Passage:

========

- Origin: Santa Monica, California, U.S.
- Genres: New wave, power pop, alternative rock, indie rock
- Years active: 1994–1999; 2005–present;
- Labels: Maverick; Reprise; Boompa; Polyvinyl Record Co.; Only In Dreams;
- Spinoff of: Weezer
- Members: Matt Sharp; Nick Zinner; Ronnie Vannucci Jr.;
- Past members: Patrick Wilson; Rod Cervera; Tom Grimley; Petra Haden; Cherielynn Westrich; Kevin March; Mike Fletcher; Jim Richards; Maya Rudolph; Sara Radle; Ben Pringle; Rachel Haden; Craig Morris; Joseph Denton; Roger Galante; Dan Joeright; Jamie Blake; Justin Fisher; Lauren Chipman; Jess Wolfe; Holly Laessig; Ryen Slegr; Patrick Carney; Josh Hager; Carrie Bryden;
- Website: therentals.com

= The Rentals =

American musical group

The Rentals is an American rock band fronted by vocalist Matt Sharp. Sharp has been the only consistent member since the group's inception. The band's best selling single is "Friends of P." (1995). The Rentals released two albums, Return of the Rentals (1995) and Seven More Minutes (1999) on Maverick Records before quietly splitting in 1999 following a world tour. The group reformed in 2005 and have since released several EPs and two more full-length albums, Lost in Alphaville and Q36. Lost in Alphaville released August 26, 2014, on Polyvinyl Records. Q36 was released June 26, 2020. Numerous musicians have appeared with the group on recordings and in live shows. The group's most recent iteration consists of Sharp, Nick Zinner, and Ronnie Vannucci Jr.

== History ==
Matt Sharp founded the Rentals in early 1994. They released their debut album Return of the Rentals the following year, which featured the radio hit "Friends of P.". The music video was shot with antiquated equipment, on black and white film stock, with a total budget of less than $1,000. The video was added to MTV's playlist in early November 1995.

========

(Referring expression data)
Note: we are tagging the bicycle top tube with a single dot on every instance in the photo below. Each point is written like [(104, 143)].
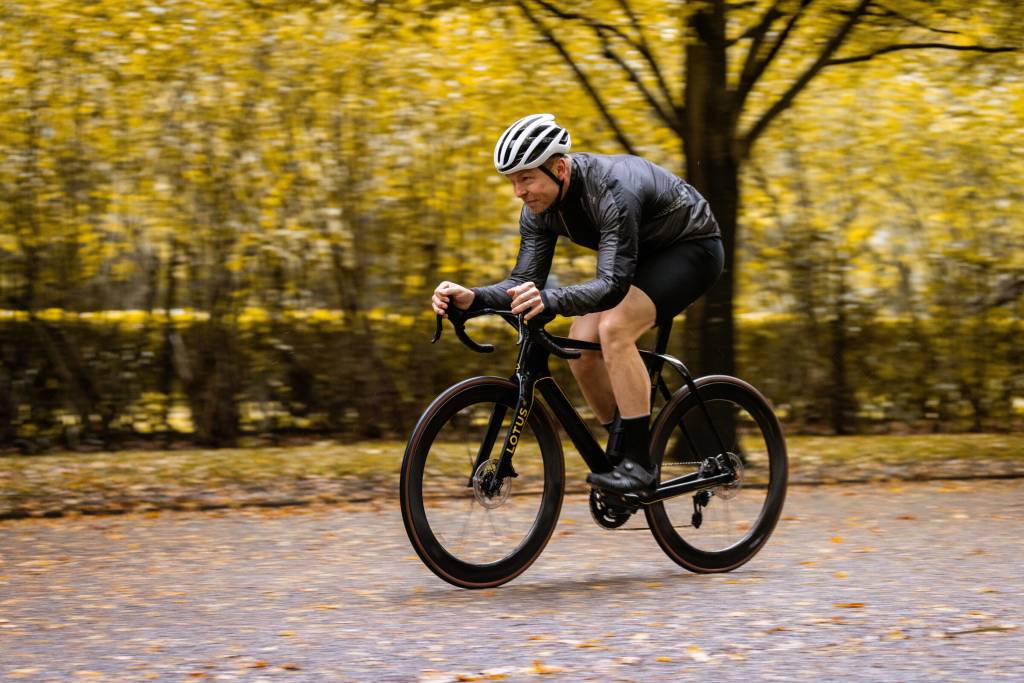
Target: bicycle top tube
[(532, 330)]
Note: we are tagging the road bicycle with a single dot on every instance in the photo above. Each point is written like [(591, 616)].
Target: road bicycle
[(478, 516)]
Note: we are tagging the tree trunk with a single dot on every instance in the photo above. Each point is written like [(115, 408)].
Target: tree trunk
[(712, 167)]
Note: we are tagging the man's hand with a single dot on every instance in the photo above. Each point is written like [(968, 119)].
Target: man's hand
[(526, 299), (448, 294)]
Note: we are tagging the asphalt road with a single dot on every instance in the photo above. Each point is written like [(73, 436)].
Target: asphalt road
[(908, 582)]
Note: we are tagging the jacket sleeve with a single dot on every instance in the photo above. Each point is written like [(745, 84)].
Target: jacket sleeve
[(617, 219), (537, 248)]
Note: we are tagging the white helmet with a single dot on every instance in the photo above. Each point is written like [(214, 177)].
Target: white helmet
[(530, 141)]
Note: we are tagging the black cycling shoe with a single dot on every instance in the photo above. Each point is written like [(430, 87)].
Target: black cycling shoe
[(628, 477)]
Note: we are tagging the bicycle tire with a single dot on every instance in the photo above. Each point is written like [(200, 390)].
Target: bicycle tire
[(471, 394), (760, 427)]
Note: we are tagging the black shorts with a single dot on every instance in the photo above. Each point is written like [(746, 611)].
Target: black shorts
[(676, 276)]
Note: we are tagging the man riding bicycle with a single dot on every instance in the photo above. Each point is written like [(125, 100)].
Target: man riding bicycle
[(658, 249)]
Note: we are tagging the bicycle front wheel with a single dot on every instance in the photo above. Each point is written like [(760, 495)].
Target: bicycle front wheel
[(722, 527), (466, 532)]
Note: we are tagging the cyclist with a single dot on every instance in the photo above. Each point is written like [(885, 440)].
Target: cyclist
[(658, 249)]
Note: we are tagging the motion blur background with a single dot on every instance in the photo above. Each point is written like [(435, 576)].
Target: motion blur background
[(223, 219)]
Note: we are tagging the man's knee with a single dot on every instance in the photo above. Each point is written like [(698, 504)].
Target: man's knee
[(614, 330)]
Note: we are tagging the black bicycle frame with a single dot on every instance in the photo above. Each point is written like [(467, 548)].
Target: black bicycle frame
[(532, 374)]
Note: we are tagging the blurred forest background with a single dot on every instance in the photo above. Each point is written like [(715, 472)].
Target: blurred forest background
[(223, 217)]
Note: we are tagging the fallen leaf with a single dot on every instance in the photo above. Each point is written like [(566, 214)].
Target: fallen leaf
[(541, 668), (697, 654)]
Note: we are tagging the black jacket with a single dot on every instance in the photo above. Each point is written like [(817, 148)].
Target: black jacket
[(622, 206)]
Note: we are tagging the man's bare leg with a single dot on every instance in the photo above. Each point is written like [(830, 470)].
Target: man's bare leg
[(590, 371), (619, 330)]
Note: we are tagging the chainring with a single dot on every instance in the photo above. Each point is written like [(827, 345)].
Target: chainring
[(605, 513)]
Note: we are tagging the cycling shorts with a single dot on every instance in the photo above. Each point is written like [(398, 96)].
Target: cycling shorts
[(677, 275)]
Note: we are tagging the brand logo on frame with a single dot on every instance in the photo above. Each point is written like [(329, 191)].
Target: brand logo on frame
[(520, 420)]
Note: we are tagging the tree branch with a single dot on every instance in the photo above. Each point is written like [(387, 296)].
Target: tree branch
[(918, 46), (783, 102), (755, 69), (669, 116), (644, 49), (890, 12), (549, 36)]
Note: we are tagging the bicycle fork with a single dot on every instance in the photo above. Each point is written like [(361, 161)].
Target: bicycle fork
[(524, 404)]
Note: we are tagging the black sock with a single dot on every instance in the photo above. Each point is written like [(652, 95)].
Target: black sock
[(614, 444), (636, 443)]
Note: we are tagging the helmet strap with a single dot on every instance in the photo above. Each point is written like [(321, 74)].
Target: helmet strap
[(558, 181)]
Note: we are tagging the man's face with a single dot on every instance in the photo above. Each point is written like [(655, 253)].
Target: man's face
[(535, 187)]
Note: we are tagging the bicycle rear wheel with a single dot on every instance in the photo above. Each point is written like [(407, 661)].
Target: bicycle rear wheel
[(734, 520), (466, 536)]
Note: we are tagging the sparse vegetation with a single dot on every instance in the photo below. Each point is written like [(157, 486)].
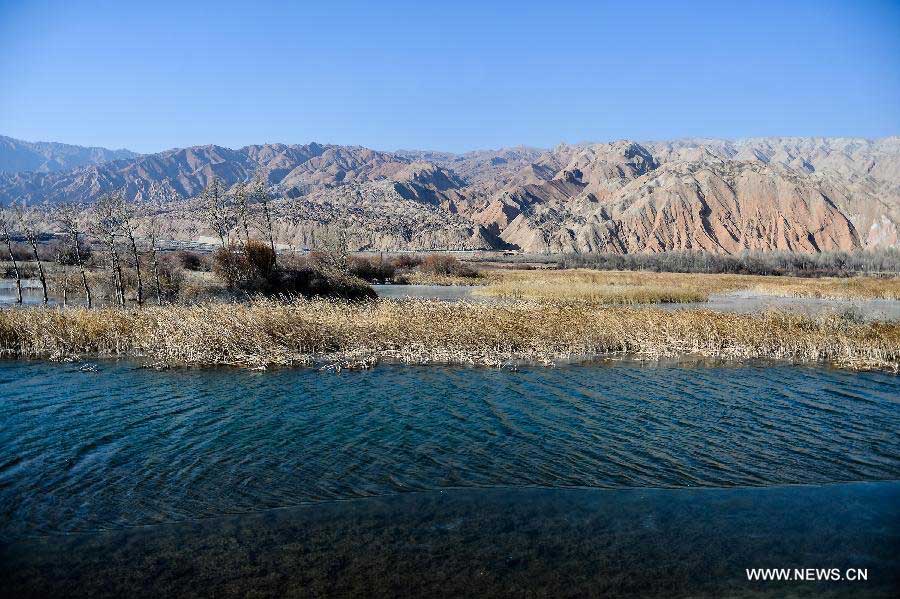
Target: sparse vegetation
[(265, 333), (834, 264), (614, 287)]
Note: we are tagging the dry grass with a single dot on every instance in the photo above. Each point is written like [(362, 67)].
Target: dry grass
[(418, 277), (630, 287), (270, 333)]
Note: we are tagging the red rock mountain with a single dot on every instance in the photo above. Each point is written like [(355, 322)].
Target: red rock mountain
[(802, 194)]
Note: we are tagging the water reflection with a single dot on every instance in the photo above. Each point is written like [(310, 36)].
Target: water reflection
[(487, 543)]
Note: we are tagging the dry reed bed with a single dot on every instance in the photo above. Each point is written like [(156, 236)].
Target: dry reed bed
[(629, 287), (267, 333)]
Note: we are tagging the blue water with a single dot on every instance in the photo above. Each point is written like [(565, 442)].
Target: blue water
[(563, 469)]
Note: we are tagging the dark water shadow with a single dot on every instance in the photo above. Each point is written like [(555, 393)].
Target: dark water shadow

========

Task instructions:
**a.** Using the article on the Rentals, answer these:
(i) On which label was Lost in Alphaville released?
(ii) What was the total budget for the "Friends of P." music video?
(iii) When did Matt Sharp found the Rentals?
**b.** Can you reproduce the stretch of the article on the Rentals from "American musical group" through "and Ronnie Vannucci Jr."?
The records have no connection to the text about the Rentals.

Solutions below:
**a.**
(i) Polyvinyl Records
(ii) Less than $1,000
(iii) Early 1994

**b.**
American musical group

The Rentals is an American rock band fronted by vocalist Matt Sharp. Sharp has been the only consistent member since the group's inception. The band's best selling single is "Friends of P." (1995). The Rentals released two albums, Return of the Rentals (1995) and Seven More Minutes (1999) on Maverick Records before quietly splitting in 1999 following a world tour. The group reformed in 2005 and have since released several EPs and two more full-length albums, Lost in Alphaville and Q36. Lost in Alphaville released August 26, 2014, on Polyvinyl Records. Q36 was released June 26, 2020. Numerous musicians have appeared with the group on recordings and in live shows. The group's most recent iteration consists of Sharp, Nick Zinner, and Ronnie Vannucci Jr.